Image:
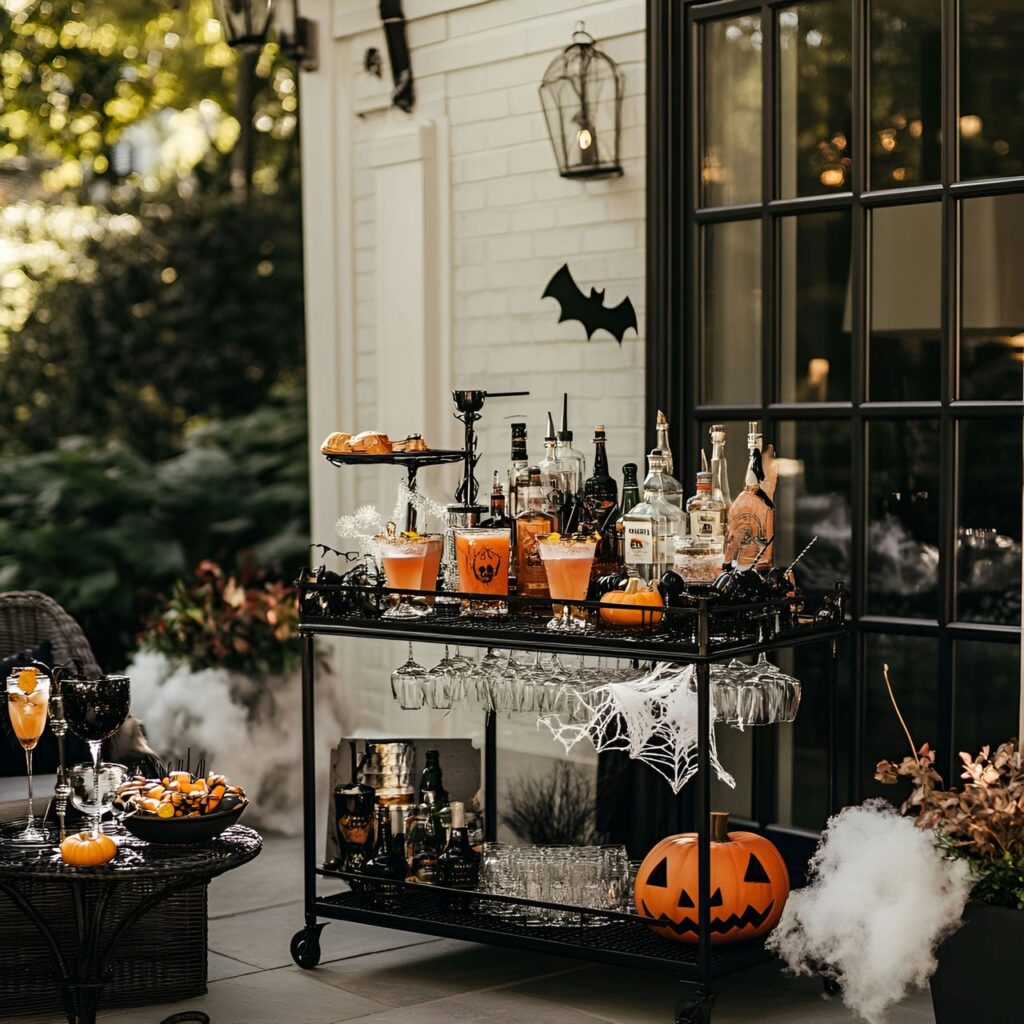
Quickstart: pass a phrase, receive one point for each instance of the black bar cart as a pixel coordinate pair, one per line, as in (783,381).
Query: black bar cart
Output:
(699,633)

**Problem to work on**.
Please turn the material above into a numbered list with one line per entry. Drop any blank lines and leave the pictures out.

**Response to the exercise**.
1. Image:
2. Quickstart: pass a phrase, receive one point for each instance of the black bar cart as a pixel coordinate pair, one per line, as in (783,381).
3. Query: black bar cart
4. Output:
5. (699,633)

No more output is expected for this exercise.